• **Document excerpt**
+++
Best Tiramisu Cookies

These tiramisu cookies are made with soft and chewy coffee cookies topped with creamy mascarpone cream, and topped with cocoa powder.
5 from 5 votes
Prep Time 25 minutes
Cook Time 12 minutes
Total Time 37 minutes
Course Dessert
Cuisine Italian
Servings 14 large cookies
Calories 337 kcal

Ingredients
 
 

For the cookie dough

  • ¾ cup Butter
  • ½ cup Granulated sugar
  • cup Brown sugar light brown sugar
  • 1 teaspoon Vanilla extract
  • ½ teaspoon Kosher salt
  • 1 tablespoon Espresso powder
  • 1 Egg
  • 1 Egg yolk
  • 2 ¼ cup Flour
  • 1 teaspoon Baking soda

For the mascarpone cream

  • 6.34 oz Mascarpone cheese room temp
  • 1 cup Powdered sugar
  • 1 teaspoon Vanilla extract
  • 1 cup Heavy cream
  • 1 teaspoon Espresso powder
  • 2 tablespoon Cocoa powder

Instructions
 

Make the cookie dough

  • In a large mixing bowl, add the softened butter, granulated sugar, brown sugar, vanilla extractkosher salt, and espresso powder. Beat with an electric hand mixer until the mixture is creamy and well combined.
  • Add the egg and egg yolk, and mix again until the mixture is smooth and fully blended.
  • Add the flour and baking soda, and mix on low speed until the dough is almost combined. Avoid overmixing.
  • Use a large cookie scoop—or about 2 tablespoons of dough—to form the cookies. Place the dough balls on a parchment-lined baking sheet.
  • Bake in a preheated 180°C (350°F) oven for 10–12 minutes, or until the edges are lightly golden. The centers should look soft—this keeps the cookies chewy.
  • Let the cookies cool on the baking sheet for 5 minutes, then transfer them to a wire rack to cool completely.

Make the mascarpone cream

  • In a large bowl, add the heavy cream, espresso powder, vanilla extract, and powdered sugar. Beat with an electric hand mixer until stiff peaks form. (Be careful not to overmix, or the cream may turn into butter.)
  • Add the room-temperature mascarpone cheese and gently fold it into the whipped cream with a spatula until smooth and creamy.

Assembly

  • Transfer the mascarpone cream into a piping bag fitted with a round tip and pipe a generous swirl onto each cooled cookie. Dust with cocoa powder and serve!
+++
• **Data entries**
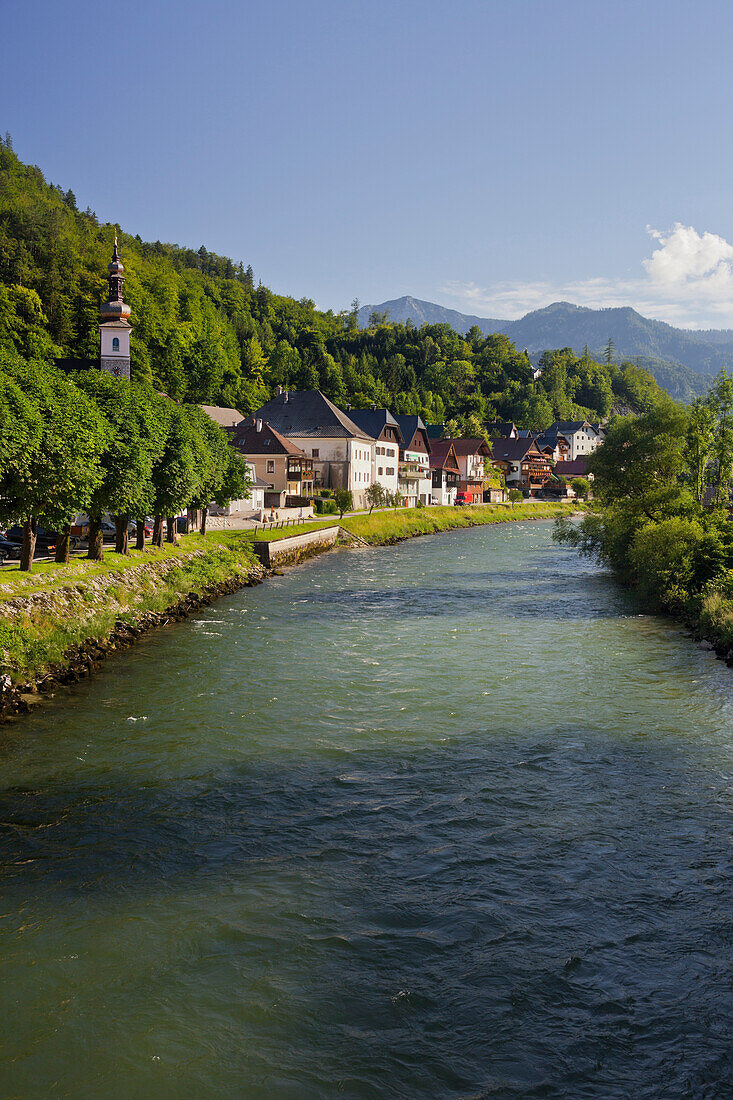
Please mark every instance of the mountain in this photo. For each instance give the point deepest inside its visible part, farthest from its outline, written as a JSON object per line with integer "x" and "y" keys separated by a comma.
{"x": 428, "y": 312}
{"x": 681, "y": 361}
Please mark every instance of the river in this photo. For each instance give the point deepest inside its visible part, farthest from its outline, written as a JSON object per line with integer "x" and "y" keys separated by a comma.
{"x": 449, "y": 818}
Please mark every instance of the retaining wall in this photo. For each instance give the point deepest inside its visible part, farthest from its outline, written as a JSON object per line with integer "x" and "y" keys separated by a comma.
{"x": 295, "y": 547}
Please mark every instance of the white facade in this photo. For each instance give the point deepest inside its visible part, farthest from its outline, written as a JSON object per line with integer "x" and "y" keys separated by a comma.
{"x": 248, "y": 506}
{"x": 386, "y": 465}
{"x": 340, "y": 462}
{"x": 583, "y": 441}
{"x": 415, "y": 477}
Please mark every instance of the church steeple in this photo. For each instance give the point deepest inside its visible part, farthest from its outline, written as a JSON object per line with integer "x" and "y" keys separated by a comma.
{"x": 113, "y": 325}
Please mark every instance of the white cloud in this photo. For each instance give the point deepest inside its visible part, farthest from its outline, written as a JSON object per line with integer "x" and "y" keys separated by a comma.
{"x": 687, "y": 282}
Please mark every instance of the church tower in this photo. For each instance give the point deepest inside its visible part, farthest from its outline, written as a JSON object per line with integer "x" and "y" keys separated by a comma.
{"x": 115, "y": 328}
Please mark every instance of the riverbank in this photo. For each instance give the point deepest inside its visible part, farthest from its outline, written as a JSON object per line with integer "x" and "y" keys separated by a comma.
{"x": 61, "y": 622}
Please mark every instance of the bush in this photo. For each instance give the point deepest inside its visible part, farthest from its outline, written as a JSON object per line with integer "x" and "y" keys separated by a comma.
{"x": 343, "y": 501}
{"x": 663, "y": 558}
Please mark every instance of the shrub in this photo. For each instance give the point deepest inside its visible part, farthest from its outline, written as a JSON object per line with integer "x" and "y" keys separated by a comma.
{"x": 663, "y": 558}
{"x": 325, "y": 507}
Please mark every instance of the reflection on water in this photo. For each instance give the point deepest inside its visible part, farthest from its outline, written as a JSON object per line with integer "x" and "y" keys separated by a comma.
{"x": 445, "y": 820}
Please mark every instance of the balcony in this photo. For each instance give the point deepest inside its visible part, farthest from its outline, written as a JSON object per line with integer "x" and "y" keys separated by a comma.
{"x": 412, "y": 471}
{"x": 299, "y": 469}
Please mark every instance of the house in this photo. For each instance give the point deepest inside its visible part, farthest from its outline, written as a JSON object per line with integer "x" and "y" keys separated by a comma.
{"x": 581, "y": 436}
{"x": 500, "y": 430}
{"x": 570, "y": 470}
{"x": 555, "y": 446}
{"x": 414, "y": 477}
{"x": 277, "y": 462}
{"x": 248, "y": 507}
{"x": 342, "y": 453}
{"x": 445, "y": 471}
{"x": 472, "y": 455}
{"x": 523, "y": 464}
{"x": 226, "y": 418}
{"x": 384, "y": 429}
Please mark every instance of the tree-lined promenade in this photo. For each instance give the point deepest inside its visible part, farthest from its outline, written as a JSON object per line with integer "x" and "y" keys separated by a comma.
{"x": 96, "y": 444}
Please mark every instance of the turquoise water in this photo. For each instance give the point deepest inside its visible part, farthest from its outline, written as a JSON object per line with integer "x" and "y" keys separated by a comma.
{"x": 449, "y": 818}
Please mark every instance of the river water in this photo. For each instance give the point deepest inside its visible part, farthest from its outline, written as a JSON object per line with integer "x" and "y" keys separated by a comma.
{"x": 450, "y": 818}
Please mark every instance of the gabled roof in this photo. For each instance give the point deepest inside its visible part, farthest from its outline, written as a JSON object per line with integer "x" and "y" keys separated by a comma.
{"x": 373, "y": 421}
{"x": 577, "y": 469}
{"x": 225, "y": 417}
{"x": 248, "y": 440}
{"x": 408, "y": 425}
{"x": 501, "y": 429}
{"x": 309, "y": 413}
{"x": 560, "y": 427}
{"x": 442, "y": 455}
{"x": 514, "y": 450}
{"x": 463, "y": 447}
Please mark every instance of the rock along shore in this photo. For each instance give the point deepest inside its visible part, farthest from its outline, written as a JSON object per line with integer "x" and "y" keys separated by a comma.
{"x": 124, "y": 595}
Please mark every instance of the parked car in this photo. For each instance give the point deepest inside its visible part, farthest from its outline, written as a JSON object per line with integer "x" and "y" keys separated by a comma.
{"x": 45, "y": 541}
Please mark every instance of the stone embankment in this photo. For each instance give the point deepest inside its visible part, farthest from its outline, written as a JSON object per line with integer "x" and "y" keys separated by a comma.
{"x": 64, "y": 634}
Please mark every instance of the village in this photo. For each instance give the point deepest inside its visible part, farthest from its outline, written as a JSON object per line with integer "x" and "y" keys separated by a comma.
{"x": 301, "y": 449}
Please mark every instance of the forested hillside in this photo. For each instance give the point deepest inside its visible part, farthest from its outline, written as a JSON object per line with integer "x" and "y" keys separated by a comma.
{"x": 203, "y": 331}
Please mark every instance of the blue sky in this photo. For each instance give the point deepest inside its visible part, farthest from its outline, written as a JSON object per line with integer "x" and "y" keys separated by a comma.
{"x": 493, "y": 156}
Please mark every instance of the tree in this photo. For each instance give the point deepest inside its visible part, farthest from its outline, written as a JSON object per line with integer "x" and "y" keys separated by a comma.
{"x": 721, "y": 403}
{"x": 343, "y": 501}
{"x": 698, "y": 443}
{"x": 62, "y": 471}
{"x": 375, "y": 495}
{"x": 175, "y": 475}
{"x": 222, "y": 472}
{"x": 580, "y": 486}
{"x": 134, "y": 443}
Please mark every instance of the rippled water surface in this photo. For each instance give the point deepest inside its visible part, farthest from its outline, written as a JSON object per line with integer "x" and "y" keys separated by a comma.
{"x": 444, "y": 820}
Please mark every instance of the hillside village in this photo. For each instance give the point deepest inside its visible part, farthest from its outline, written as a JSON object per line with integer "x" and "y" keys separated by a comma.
{"x": 301, "y": 448}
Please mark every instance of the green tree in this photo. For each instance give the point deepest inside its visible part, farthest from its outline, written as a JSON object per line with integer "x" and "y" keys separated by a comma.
{"x": 721, "y": 403}
{"x": 175, "y": 475}
{"x": 374, "y": 496}
{"x": 343, "y": 501}
{"x": 59, "y": 475}
{"x": 698, "y": 444}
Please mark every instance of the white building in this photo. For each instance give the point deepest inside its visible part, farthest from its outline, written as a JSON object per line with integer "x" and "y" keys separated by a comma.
{"x": 415, "y": 480}
{"x": 342, "y": 452}
{"x": 582, "y": 437}
{"x": 384, "y": 430}
{"x": 115, "y": 328}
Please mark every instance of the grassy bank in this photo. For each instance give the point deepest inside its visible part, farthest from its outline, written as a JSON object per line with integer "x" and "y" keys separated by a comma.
{"x": 52, "y": 612}
{"x": 381, "y": 528}
{"x": 45, "y": 615}
{"x": 384, "y": 527}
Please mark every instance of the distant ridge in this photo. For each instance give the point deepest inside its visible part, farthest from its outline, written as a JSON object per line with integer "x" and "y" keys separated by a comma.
{"x": 682, "y": 362}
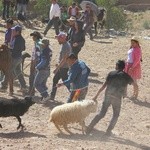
+++
Reproduce word for word the stretch of the tiramisu cookie recipe from "Instructions" through "and well combined.". The records were drawn from a source separate from the tiramisu cookie recipe.

• **Solved problem**
Instructions
 

Make the cookie dough

  • In a large mixing bowl, add the softened butter, granulated sugar, brown sugar, vanilla extractkosher salt, and espresso powder. Beat with an electric hand mixer until the mixture is creamy and well combined.